======== DATA PROVIDED ========

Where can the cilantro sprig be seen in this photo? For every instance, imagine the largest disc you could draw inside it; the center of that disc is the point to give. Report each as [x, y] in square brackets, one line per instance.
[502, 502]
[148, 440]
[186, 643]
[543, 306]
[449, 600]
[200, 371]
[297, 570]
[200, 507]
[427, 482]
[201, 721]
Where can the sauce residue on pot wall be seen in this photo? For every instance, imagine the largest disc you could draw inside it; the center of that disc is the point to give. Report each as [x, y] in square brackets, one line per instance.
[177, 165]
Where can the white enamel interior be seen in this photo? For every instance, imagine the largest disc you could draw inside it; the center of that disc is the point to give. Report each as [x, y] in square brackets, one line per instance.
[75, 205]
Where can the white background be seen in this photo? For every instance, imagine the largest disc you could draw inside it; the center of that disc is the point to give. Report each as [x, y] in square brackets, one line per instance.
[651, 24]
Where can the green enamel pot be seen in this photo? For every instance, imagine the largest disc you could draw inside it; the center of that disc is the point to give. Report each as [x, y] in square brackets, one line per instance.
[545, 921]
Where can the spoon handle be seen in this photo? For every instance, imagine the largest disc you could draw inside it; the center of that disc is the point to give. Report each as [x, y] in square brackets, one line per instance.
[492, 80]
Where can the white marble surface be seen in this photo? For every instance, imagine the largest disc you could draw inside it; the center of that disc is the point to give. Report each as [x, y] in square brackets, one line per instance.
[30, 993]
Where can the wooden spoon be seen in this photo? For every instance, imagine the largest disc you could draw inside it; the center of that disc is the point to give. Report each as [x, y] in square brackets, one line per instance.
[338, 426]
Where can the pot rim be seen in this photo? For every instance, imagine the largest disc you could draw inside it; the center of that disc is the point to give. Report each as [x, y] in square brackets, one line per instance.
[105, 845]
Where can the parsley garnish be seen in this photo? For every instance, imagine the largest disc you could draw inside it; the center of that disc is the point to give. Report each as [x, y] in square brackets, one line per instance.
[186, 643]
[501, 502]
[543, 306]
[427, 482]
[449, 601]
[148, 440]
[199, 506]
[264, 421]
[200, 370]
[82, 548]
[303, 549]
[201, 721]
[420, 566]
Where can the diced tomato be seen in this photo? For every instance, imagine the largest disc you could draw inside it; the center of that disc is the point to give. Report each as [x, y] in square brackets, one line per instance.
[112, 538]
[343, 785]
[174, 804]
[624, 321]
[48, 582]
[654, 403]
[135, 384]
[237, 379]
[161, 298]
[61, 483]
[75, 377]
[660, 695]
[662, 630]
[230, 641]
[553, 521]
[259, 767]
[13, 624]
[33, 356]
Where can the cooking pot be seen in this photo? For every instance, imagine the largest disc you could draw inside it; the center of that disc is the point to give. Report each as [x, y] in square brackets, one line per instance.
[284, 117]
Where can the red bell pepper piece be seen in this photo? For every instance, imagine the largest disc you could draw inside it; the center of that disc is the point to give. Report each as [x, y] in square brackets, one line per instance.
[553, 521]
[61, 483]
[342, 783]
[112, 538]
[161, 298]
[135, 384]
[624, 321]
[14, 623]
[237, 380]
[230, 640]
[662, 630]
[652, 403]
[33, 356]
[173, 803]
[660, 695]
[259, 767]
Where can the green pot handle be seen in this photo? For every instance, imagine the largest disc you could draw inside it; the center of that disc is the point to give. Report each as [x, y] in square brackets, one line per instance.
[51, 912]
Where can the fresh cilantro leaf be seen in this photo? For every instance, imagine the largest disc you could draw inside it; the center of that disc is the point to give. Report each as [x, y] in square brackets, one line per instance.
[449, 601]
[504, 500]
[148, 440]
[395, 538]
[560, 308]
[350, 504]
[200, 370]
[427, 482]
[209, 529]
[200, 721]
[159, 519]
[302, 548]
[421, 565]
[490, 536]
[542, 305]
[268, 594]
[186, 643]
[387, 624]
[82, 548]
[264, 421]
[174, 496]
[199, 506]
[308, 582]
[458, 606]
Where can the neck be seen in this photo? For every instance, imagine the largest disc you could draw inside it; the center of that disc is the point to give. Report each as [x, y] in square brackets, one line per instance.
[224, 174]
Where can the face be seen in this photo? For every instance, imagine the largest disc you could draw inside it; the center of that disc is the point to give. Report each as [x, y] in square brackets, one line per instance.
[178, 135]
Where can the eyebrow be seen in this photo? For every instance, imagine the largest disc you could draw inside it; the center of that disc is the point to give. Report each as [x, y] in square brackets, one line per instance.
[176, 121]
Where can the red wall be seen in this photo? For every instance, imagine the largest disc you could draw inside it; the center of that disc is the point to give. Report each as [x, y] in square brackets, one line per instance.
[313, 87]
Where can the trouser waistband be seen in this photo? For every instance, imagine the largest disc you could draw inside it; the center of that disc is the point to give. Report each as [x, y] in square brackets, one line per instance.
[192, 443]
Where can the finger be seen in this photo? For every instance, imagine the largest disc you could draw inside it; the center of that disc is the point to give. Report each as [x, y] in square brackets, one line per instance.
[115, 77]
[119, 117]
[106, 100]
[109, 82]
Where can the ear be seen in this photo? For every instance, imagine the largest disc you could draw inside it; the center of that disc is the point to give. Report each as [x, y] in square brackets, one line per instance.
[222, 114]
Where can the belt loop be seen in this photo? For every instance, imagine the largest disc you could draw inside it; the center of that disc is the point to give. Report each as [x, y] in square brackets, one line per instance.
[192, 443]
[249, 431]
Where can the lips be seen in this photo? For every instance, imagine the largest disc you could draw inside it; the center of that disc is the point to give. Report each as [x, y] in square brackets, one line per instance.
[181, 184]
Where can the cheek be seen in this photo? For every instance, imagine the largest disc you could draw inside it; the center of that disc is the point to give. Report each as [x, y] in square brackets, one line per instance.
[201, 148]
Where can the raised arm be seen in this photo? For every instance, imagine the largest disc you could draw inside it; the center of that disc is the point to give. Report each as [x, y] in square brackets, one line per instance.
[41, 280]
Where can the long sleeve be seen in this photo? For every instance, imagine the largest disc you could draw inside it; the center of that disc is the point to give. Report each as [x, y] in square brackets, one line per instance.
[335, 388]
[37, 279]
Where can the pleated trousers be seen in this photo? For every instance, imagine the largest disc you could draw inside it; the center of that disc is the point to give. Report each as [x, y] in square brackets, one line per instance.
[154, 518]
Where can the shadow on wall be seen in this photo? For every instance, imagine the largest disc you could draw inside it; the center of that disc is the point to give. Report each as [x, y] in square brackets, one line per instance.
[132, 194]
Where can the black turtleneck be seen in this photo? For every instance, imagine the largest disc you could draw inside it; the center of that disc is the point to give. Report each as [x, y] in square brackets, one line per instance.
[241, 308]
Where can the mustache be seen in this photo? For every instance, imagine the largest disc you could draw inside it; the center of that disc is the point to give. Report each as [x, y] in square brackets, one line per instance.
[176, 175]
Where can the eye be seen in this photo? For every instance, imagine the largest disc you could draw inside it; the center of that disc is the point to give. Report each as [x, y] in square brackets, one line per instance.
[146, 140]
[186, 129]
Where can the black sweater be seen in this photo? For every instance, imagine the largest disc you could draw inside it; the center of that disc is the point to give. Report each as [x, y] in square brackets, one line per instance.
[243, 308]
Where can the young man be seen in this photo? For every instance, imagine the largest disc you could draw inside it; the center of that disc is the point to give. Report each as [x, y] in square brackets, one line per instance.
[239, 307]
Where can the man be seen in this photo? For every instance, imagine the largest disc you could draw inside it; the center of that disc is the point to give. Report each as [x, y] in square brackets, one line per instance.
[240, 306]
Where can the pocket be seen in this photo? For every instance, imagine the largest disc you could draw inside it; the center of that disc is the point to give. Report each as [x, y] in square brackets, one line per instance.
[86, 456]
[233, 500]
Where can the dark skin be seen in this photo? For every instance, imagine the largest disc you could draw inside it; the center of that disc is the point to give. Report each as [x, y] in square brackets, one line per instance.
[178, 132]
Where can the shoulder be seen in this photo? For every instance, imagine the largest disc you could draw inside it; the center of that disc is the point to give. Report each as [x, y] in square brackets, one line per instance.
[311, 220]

========

• STATED GOAL:
Go back to the data above and please quote exactly, and only, the lines from the line with "Where can the young" through its last line.

• EXPECTED OUTPUT:
Where can the young man be seen in this photo? For every instance, imagine the largest disc you could draw inside it; the center of that disc is the point to give. Report each as [x, y] in square brackets, one line per instance.
[239, 307]
Where can the man be seen in this photo? For every instance, imagine the largest disc you could draw inside it; the center of that disc is the point to give. Report each as [x, y] in square brackets, one line per instance.
[240, 306]
Where can the pocket be seen in this photo? For every instance, imagine the largest disc you could draw inside it; the center of that disc is the point to give. Report each as [x, y] in square brackets, one line per instance.
[86, 456]
[233, 500]
Where can the dark skin be seen in this photo? For every instance, imagine the largest disc you could draw inside it; the center of that disc is the point to give. Report each as [x, y] in square brackets, one line per instance.
[178, 132]
Where can the shoulder be seen in this photo? For every instance, imagine the largest disc you could draw inside it; the center of that disc is the point to give. Report each as [x, y] in square brackets, one line per instance.
[311, 220]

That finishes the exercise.